• [What to do]
Will you write out the data exactly, excluding every picture?

• [Material to process]
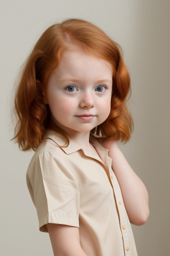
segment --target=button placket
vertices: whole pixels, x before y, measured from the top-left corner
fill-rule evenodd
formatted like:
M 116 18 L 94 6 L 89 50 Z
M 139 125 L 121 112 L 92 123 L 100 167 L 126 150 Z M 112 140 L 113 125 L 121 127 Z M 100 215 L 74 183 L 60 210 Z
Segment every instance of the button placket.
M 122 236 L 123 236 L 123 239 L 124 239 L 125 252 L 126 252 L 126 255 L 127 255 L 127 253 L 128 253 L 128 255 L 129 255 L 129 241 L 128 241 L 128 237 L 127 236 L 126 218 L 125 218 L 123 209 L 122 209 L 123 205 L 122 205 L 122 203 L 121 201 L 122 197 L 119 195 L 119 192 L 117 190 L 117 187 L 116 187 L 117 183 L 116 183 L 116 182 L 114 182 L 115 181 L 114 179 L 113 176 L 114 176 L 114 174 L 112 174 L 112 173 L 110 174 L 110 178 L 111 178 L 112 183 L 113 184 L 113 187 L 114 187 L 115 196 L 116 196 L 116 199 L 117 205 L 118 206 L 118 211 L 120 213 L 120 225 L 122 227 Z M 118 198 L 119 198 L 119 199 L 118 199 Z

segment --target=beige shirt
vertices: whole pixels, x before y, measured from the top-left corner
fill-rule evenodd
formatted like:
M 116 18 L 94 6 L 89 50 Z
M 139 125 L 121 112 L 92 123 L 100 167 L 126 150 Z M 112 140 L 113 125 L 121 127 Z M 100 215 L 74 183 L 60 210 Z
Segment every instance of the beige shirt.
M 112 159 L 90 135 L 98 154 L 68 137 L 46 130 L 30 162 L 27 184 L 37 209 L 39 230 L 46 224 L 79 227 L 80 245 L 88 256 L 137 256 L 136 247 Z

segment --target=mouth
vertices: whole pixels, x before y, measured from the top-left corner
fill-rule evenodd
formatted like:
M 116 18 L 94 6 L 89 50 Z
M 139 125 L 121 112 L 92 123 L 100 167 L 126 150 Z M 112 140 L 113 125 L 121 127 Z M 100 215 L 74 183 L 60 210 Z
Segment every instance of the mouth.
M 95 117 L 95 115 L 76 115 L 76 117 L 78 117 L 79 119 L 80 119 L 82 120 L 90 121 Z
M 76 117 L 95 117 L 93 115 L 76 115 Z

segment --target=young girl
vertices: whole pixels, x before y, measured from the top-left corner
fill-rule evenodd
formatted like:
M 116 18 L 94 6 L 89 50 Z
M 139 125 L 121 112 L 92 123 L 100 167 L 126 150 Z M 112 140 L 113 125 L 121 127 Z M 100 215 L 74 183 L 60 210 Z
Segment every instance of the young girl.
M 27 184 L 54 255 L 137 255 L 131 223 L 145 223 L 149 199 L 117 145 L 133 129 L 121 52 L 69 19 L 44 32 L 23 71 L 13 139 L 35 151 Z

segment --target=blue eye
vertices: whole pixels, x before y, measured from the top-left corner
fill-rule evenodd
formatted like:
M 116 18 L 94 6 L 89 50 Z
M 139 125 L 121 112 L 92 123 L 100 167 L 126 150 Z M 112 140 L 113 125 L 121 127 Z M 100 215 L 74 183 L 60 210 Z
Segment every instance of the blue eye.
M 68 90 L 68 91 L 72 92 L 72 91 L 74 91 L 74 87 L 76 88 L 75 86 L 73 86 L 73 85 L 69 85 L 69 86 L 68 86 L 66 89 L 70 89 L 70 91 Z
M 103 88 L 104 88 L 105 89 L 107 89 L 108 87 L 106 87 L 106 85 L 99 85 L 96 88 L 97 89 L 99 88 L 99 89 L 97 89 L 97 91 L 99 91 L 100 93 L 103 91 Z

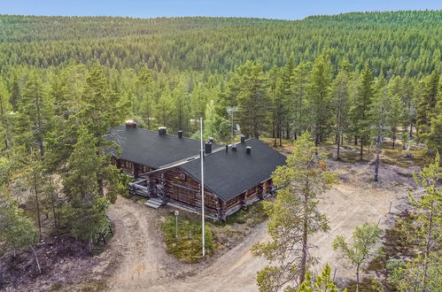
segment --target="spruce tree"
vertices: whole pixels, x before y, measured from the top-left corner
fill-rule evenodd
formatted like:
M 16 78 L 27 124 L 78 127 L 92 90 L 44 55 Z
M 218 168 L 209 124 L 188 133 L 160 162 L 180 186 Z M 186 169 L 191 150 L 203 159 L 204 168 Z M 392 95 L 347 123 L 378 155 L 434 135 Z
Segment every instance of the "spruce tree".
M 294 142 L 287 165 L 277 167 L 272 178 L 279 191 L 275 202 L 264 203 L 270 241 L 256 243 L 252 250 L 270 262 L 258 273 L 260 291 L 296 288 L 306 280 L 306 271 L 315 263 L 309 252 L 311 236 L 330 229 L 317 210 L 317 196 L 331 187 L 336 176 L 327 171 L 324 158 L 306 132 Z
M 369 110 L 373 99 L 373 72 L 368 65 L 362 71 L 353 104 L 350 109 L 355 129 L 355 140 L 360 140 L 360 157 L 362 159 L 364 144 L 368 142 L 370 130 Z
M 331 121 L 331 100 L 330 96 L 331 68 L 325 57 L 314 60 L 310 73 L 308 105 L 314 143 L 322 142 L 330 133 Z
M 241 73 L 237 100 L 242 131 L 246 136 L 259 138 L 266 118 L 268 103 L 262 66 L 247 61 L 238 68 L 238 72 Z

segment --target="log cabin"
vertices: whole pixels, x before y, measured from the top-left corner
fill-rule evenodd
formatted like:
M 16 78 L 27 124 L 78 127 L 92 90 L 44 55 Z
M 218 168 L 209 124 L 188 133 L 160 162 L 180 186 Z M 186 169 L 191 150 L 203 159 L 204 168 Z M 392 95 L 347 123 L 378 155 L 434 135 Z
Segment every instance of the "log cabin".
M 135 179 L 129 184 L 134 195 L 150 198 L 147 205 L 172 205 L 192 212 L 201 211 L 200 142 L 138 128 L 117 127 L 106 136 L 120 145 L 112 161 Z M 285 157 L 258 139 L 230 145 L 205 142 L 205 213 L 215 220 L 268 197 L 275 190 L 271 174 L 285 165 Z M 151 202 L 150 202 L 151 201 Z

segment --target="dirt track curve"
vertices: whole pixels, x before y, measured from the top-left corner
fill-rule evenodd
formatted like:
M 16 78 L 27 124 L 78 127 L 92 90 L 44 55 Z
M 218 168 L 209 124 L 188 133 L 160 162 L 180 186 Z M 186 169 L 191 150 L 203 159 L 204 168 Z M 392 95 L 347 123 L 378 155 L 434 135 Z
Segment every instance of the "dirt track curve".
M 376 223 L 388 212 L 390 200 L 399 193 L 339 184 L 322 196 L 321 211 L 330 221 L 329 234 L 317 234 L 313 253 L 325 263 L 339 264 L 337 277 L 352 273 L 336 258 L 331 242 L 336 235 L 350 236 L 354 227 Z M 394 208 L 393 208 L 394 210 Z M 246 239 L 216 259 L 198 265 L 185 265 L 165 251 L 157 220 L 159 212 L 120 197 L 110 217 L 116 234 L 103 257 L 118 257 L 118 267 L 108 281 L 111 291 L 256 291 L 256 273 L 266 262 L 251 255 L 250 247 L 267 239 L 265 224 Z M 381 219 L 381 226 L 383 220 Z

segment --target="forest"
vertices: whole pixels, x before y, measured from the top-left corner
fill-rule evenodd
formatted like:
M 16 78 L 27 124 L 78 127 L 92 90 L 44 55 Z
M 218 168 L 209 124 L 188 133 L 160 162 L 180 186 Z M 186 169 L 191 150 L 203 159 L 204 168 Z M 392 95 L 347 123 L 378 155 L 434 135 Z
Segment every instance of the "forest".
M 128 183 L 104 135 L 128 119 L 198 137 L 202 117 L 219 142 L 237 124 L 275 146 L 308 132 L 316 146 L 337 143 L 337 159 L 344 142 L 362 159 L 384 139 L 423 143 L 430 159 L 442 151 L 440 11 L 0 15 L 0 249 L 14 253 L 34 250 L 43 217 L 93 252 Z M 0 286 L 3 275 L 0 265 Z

• [Output of the exercise]
segment --target=button placket
vertices: whole pixels, x before y, measured from the top-left corner
fill-rule evenodd
formatted like:
M 116 18 L 94 6 L 89 50 Z
M 139 125 L 121 112 L 92 123 L 100 167 L 126 150 Z M 112 140 L 113 125 L 121 127 Z M 100 215 L 74 183 L 60 210 Z
Segment every instance of the button placket.
M 122 236 L 123 236 L 123 239 L 124 239 L 125 252 L 126 252 L 126 255 L 127 255 L 127 253 L 128 253 L 128 255 L 129 255 L 129 241 L 128 241 L 128 237 L 127 236 L 126 218 L 125 218 L 123 209 L 122 209 L 123 205 L 122 205 L 122 203 L 121 201 L 122 197 L 119 195 L 119 192 L 117 190 L 117 187 L 116 187 L 117 183 L 116 183 L 116 182 L 114 182 L 115 181 L 114 179 L 113 176 L 114 176 L 114 174 L 112 174 L 112 173 L 110 174 L 110 178 L 111 178 L 112 183 L 113 184 L 113 187 L 114 187 L 115 196 L 116 196 L 116 199 L 117 205 L 118 206 L 118 211 L 120 213 L 120 225 L 122 227 Z M 118 198 L 119 198 L 119 199 L 118 199 Z

segment --target=beige shirt
vertices: whole pixels, x before y, measured from the top-left corner
fill-rule evenodd
formatted like:
M 116 18 L 94 6 L 89 50 Z
M 139 125 L 121 112 L 92 123 L 100 167 L 126 150 Z M 112 140 L 113 125 L 121 127 Z M 100 215 L 74 183 L 60 210 Z
Segment every instance of the beige shirt.
M 112 159 L 90 135 L 98 154 L 68 137 L 46 130 L 30 162 L 27 184 L 37 209 L 39 230 L 46 224 L 79 227 L 80 245 L 88 256 L 137 256 L 136 247 Z

segment --target=mouth
vertices: whole pixels, x before y, measured from the top-left corner
fill-rule evenodd
formatted like:
M 116 18 L 94 6 L 89 50 Z
M 139 125 L 121 112 L 92 123 L 100 167 L 126 150 Z M 112 140 L 113 125 L 121 127 Z M 100 215 L 74 183 L 60 210 Z
Segment every instance of the mouth.
M 95 117 L 95 115 L 76 115 L 76 117 L 78 117 L 79 119 L 80 119 L 82 120 L 90 121 Z
M 76 117 L 95 117 L 93 115 L 76 115 Z

segment --target=young girl
vertices: whole pixels, x before y, measured from the top-left corner
fill-rule evenodd
formatted like:
M 116 18 L 94 6 L 89 50 Z
M 139 125 L 121 112 L 92 123 L 100 167 L 126 150 Z M 112 140 L 113 125 L 121 127 Z M 100 215 L 74 183 L 60 210 Z
Segment every instance of the young girl.
M 27 184 L 54 255 L 137 255 L 131 223 L 145 223 L 149 199 L 117 145 L 133 129 L 121 52 L 69 19 L 44 32 L 23 71 L 13 139 L 35 151 Z

segment --target=blue eye
vertices: whole pixels, x before y, measured from the top-left corner
fill-rule evenodd
formatted like:
M 116 18 L 94 6 L 89 50 Z
M 139 125 L 121 112 L 92 123 L 100 167 L 126 150 Z M 112 140 L 113 125 L 121 127 Z M 100 215 L 74 183 L 60 210 Z
Segment every instance of the blue eye.
M 68 90 L 68 91 L 72 92 L 72 91 L 74 91 L 74 87 L 76 88 L 75 86 L 73 86 L 73 85 L 69 85 L 69 86 L 68 86 L 66 89 L 70 89 L 70 91 Z
M 103 88 L 104 88 L 105 89 L 107 89 L 108 87 L 106 87 L 106 85 L 99 85 L 96 88 L 97 89 L 99 88 L 99 89 L 97 89 L 97 91 L 99 91 L 100 93 L 103 91 Z

segment --target="spruce tree"
vertices: whole pixels, x before y, measured from the top-left corner
fill-rule evenodd
formatted like:
M 16 78 L 27 124 L 78 127 L 92 90 L 44 55 Z
M 218 168 L 209 124 L 188 133 L 160 162 L 180 186 Z M 186 169 L 191 150 L 203 159 L 204 168 Z M 392 95 L 347 123 L 378 155 L 434 135 Z
Segment every instance of the "spruce tree".
M 294 142 L 287 165 L 277 167 L 272 178 L 279 191 L 275 202 L 264 203 L 270 241 L 256 243 L 252 250 L 270 262 L 258 273 L 260 291 L 296 288 L 306 280 L 306 271 L 315 263 L 309 252 L 311 236 L 330 229 L 317 210 L 317 196 L 331 187 L 336 176 L 327 171 L 324 158 L 306 132 Z
M 369 110 L 373 99 L 373 72 L 368 65 L 362 71 L 353 104 L 350 109 L 355 129 L 355 140 L 360 140 L 360 157 L 362 159 L 364 144 L 368 142 L 370 130 Z
M 331 121 L 331 100 L 330 96 L 331 68 L 325 57 L 314 60 L 310 73 L 308 105 L 314 143 L 322 142 L 330 133 Z
M 241 73 L 237 100 L 242 131 L 246 136 L 259 138 L 266 118 L 268 103 L 262 66 L 247 61 L 238 68 L 238 72 Z

segment --target="log cabin"
vertices: whole pixels, x before y, measured from the top-left corner
fill-rule evenodd
formatted like:
M 16 78 L 27 124 L 78 127 L 92 90 L 44 55 Z
M 218 168 L 209 124 L 188 133 L 160 162 L 180 186 Z M 186 169 L 191 150 L 203 159 L 204 168 Z M 392 95 L 347 123 L 378 155 L 434 135 Z
Segment every instance of the "log cabin".
M 135 179 L 129 184 L 134 195 L 150 198 L 147 205 L 172 205 L 192 212 L 201 211 L 200 142 L 138 128 L 117 127 L 106 136 L 120 145 L 112 161 Z M 285 157 L 258 139 L 230 145 L 205 142 L 205 213 L 215 220 L 268 197 L 275 190 L 271 174 L 285 165 Z M 151 202 L 150 202 L 151 201 Z

segment --target="dirt track curve"
vertices: whole pixels, x before y, measured from the top-left corner
fill-rule evenodd
formatted like:
M 16 78 L 27 124 L 78 127 L 92 90 L 44 55 Z
M 218 168 L 209 124 L 188 133 L 160 162 L 180 186 Z M 186 169 L 191 150 L 203 159 L 204 168 Z M 392 95 L 347 123 L 378 155 L 434 135 Z
Segment every instance of the "dirt track curve".
M 376 223 L 388 212 L 390 200 L 399 193 L 339 184 L 322 196 L 321 211 L 330 221 L 329 234 L 317 234 L 313 253 L 325 263 L 339 264 L 337 277 L 352 273 L 336 258 L 331 242 L 336 235 L 350 236 L 354 227 Z M 394 208 L 393 208 L 394 210 Z M 246 239 L 216 259 L 198 265 L 185 265 L 165 251 L 157 220 L 159 212 L 120 197 L 110 217 L 116 234 L 103 257 L 118 257 L 118 267 L 108 281 L 111 291 L 256 291 L 256 273 L 266 262 L 251 255 L 250 247 L 267 239 L 265 224 Z M 381 219 L 381 226 L 383 220 Z

segment --target="forest"
vertices: whole pixels, x before y, measured from the top-left corner
fill-rule evenodd
formatted like:
M 16 78 L 27 124 L 78 127 L 92 90 L 44 55 Z
M 218 168 L 209 124 L 188 133 L 160 162 L 180 186 Z M 186 169 L 191 150 L 203 159 L 204 168 Z M 392 95 L 347 123 L 378 155 L 434 135 Z
Segment every instance of the "forest".
M 128 183 L 104 135 L 128 119 L 198 137 L 202 117 L 219 142 L 237 124 L 275 146 L 308 132 L 316 146 L 337 143 L 337 159 L 344 142 L 362 159 L 384 139 L 423 143 L 430 159 L 442 151 L 440 11 L 0 15 L 0 249 L 14 253 L 34 250 L 43 217 L 93 252 Z M 0 286 L 3 275 L 0 265 Z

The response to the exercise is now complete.